** Data records **

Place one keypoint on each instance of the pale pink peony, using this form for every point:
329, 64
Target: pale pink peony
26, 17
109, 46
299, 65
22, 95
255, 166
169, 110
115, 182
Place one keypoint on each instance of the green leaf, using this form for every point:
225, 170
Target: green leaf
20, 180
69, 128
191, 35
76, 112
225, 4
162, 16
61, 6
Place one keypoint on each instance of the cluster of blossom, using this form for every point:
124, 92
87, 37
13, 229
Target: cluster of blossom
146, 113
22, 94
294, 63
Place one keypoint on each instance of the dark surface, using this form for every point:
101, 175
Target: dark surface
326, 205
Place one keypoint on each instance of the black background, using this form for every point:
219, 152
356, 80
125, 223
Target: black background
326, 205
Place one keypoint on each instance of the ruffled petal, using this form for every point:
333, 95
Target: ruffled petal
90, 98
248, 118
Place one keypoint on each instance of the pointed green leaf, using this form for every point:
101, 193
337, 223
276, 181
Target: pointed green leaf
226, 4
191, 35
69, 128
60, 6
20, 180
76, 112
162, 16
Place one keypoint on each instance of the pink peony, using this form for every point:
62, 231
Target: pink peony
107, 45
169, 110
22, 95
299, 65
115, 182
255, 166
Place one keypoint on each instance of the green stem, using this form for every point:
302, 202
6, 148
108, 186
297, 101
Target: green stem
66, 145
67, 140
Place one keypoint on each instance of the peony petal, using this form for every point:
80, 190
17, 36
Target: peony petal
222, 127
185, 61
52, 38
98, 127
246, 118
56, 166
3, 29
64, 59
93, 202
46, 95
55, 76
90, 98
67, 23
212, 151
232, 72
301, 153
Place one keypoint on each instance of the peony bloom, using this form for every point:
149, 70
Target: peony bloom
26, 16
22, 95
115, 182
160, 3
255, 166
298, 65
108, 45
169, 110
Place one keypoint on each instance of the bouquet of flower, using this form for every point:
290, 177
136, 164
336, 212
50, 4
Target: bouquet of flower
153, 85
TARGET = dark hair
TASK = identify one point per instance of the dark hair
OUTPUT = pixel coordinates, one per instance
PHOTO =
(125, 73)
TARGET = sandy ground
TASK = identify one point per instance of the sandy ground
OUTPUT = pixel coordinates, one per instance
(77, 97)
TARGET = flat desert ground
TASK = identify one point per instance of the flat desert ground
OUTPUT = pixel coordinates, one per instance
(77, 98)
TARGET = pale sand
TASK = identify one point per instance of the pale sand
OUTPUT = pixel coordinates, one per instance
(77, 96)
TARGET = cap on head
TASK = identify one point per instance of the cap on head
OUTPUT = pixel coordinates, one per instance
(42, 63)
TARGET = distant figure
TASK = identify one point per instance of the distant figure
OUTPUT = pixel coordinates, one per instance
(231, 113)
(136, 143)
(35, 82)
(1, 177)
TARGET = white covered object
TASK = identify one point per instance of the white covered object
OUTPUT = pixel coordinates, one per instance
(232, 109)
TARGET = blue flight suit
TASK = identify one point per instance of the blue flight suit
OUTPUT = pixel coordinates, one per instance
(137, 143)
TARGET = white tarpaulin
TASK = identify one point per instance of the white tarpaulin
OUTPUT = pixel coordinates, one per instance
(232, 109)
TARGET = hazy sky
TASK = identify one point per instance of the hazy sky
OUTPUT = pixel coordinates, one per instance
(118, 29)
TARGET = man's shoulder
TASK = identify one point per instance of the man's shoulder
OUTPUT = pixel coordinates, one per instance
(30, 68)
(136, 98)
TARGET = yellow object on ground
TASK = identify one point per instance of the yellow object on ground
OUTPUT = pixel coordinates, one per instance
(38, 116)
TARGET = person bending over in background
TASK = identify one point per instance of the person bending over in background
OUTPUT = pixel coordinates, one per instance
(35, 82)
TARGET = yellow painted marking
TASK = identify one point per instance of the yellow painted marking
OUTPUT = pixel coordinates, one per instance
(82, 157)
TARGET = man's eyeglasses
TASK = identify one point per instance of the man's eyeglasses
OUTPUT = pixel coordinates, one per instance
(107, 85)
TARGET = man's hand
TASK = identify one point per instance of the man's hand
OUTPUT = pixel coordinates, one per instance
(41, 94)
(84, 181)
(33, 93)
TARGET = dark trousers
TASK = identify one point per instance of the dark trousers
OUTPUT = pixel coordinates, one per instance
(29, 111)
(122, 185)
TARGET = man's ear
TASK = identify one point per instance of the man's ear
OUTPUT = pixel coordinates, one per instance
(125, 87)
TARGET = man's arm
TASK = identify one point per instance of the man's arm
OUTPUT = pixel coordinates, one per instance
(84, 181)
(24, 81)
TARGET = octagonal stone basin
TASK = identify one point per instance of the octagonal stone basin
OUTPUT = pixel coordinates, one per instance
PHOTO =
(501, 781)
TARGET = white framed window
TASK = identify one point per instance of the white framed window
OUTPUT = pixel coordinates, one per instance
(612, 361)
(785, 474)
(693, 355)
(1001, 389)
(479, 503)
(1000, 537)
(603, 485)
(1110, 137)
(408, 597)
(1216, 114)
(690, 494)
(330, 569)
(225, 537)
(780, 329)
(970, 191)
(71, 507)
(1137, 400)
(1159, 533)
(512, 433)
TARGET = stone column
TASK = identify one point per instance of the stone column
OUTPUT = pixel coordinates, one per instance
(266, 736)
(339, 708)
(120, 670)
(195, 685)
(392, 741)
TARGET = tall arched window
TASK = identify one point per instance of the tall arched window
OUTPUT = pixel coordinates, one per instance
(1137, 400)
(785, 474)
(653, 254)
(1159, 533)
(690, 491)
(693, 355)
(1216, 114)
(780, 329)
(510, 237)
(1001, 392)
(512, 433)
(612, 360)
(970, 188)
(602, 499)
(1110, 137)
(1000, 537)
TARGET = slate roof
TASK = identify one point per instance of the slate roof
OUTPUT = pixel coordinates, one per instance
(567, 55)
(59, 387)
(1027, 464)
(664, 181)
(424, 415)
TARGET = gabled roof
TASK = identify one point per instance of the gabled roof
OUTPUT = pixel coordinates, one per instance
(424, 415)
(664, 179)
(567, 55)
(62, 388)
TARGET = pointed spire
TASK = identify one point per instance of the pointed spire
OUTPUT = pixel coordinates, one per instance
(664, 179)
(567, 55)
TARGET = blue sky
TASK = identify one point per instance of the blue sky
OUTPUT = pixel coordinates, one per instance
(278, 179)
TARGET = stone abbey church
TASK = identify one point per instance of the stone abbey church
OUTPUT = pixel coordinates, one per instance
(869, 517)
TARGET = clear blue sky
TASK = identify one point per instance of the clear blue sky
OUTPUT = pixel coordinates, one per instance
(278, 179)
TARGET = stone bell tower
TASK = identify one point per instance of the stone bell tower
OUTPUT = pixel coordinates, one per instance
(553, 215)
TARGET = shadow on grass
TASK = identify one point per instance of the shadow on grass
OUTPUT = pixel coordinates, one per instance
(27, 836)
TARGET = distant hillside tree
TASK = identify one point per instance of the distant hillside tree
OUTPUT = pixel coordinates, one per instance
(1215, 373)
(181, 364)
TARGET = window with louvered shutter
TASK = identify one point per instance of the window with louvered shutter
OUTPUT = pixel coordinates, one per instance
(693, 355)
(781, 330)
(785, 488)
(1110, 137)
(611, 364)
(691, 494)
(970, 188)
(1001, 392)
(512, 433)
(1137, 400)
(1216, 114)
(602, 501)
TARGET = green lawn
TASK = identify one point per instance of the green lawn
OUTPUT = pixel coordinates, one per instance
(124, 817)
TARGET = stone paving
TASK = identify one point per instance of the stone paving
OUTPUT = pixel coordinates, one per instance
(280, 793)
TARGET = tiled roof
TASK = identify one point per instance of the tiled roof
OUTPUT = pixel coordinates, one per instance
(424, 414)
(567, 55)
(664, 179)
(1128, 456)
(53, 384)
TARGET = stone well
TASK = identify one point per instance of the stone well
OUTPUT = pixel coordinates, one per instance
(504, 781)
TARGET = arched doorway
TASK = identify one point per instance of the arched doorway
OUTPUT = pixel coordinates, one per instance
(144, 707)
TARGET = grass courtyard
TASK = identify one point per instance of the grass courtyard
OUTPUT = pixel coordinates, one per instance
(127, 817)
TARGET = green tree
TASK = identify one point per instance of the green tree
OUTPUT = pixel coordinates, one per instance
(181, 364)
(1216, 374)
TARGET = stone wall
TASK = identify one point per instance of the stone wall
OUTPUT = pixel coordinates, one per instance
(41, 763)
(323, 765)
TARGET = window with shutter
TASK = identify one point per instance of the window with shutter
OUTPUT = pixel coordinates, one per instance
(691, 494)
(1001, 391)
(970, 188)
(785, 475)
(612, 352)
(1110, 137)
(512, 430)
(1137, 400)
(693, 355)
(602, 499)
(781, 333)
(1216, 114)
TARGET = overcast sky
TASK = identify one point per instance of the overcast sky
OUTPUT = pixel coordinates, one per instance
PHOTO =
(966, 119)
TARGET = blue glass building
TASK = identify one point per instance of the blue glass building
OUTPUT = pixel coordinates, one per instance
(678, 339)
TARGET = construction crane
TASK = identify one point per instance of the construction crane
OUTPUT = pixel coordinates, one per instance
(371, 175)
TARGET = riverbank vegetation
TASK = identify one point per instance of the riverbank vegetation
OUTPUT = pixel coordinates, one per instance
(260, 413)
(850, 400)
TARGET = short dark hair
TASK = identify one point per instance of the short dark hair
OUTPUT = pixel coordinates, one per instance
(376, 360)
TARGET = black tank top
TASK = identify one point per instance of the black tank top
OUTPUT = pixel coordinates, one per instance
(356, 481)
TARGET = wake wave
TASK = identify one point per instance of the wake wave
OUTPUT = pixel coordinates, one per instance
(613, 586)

** Task brief **
Could you report all lines of the listing that hold "grass"?

** Output of the task **
TARGET = shadow on grass
TASK = identify one point per instance of the shadow on grass
TARGET = grass courtyard
TASK = identify one point per instance of the grass courtyard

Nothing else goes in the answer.